Reading passage:

● ● ● ● ●

[mod.sources] choose -- a program to select lines at random

sources-request@genrad.UUCP (08/15/85)

Mod.sources:  Volume 2, Issue 36
Submitted by: tektronix!teklds!bobl (Bob Lewis)


#!/bin/sh-----cut here-----cut here-----cut here-----cut here-----
# shar:	Shell Archiver
#	Run the following text with /bin/sh to create:
#	README #	choose.1 #	choose.c 
cat - << \SHAR_EOF > README
Here is a program "choose" to select randomly lines from files.  Simply
compile it as

	cc -O -o choose choose.c

The program works under 4.2bsd and should also work under UTek.  Thanks to
Nigel Horspool (uvicctr!nigelh), Brad Needham (tekig4!bradn), and everyone
else who answered my earlier query on "random(3)".

	- Bob Lewis
	  ...!tektronix!teklds!bobl
SHAR_EOF
cat - << \SHAR_EOF > choose.1
.TH CHOOSE 1 "7 August 1985"
.UC 4
.SH NAME
choose \- randomly select one or more lines
.SH SYNOPSIS
.B choose
[
.BI \- n
]
[
.I file ...
]
.SH DESCRIPTION
.I Choose
randomly chooses lines from its input
.IR file s
(default: standard input).
All such files are concatenated together before the selection takes
place.
.PP
The command line option is:
.TP
.BI \- n
Select
.I n
lines from the input (default: 1).
.SH EXAMPLE
To build your own version of
.IR fortune (1),
put each saying in a file in the directory "wisdom" and then execute
.IP
cat `ls wisdom/* | choose`
.SH FILES
/tmp/choose.*
.SH AUTHOR
Bob Lewis, CAE Systems Division, Tektronix
SHAR_EOF
cat - << \SHAR_EOF > choose.c
#include <stdio.h>
#include <sys/time.h>

char *ProgName;

#define FN_TMP_TEMPLATE "/tmp/choose.XXXXXX"
char *FnTmp;
FILE *FpTmp;

main(NArg, Arg)

● ● ● ● ●

Requirement A:
Reproduce the choose posting word for word, starting at "All such files" and ending at "input (default: 1).".
Requirement B:
According to the choose posting, how many lines does the program select when no -n option is given?
The lines after this point are not needed.

Data section:

● ● ● ● ●

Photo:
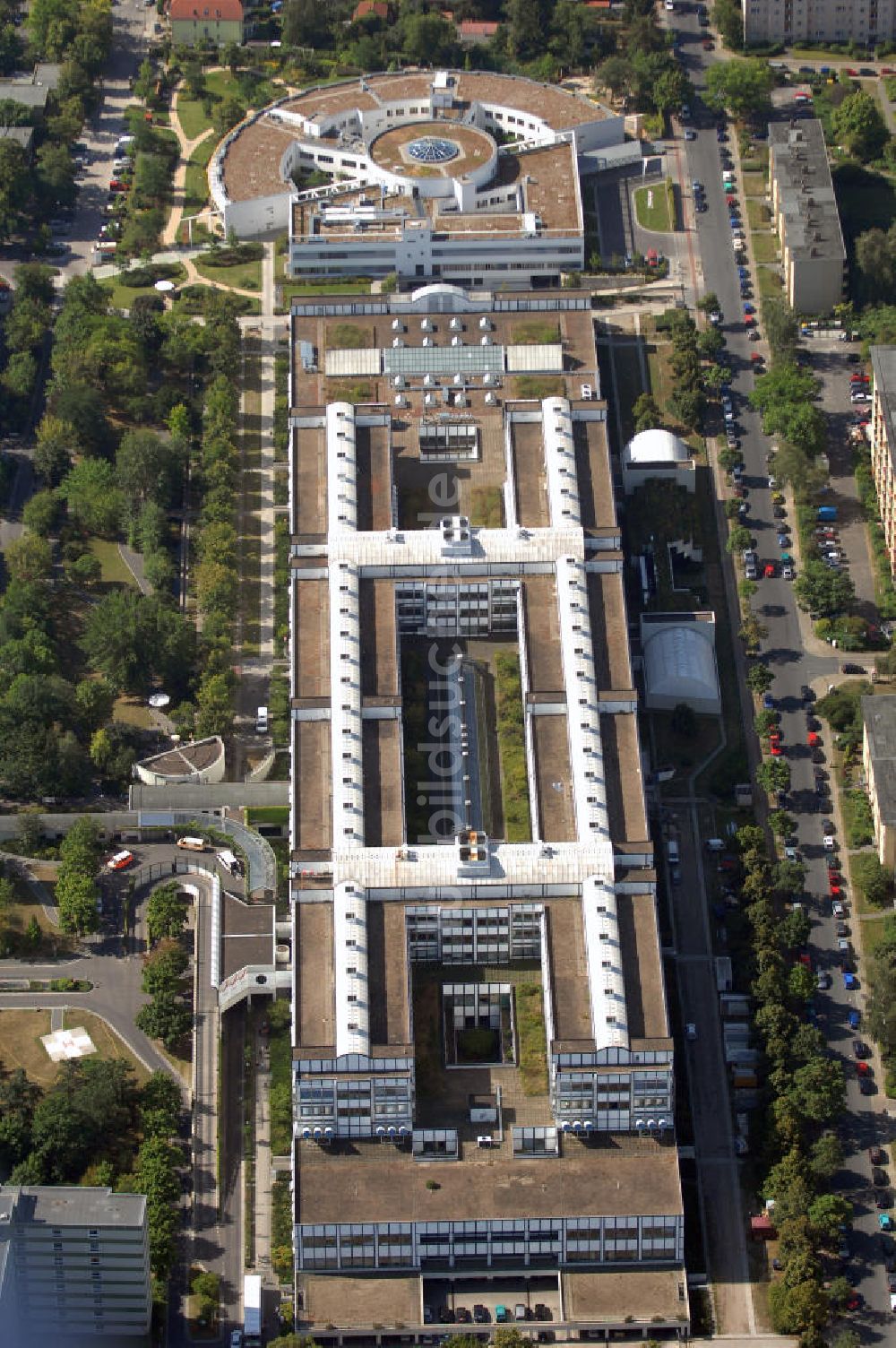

● ● ● ● ●

Written solution A:
All such files are concatenated together before the selection takes
place.
.PP
The command line option is:
.TP
.BI \- n
Select
.I n
lines from the input (default: 1).

Written solution B:
One line.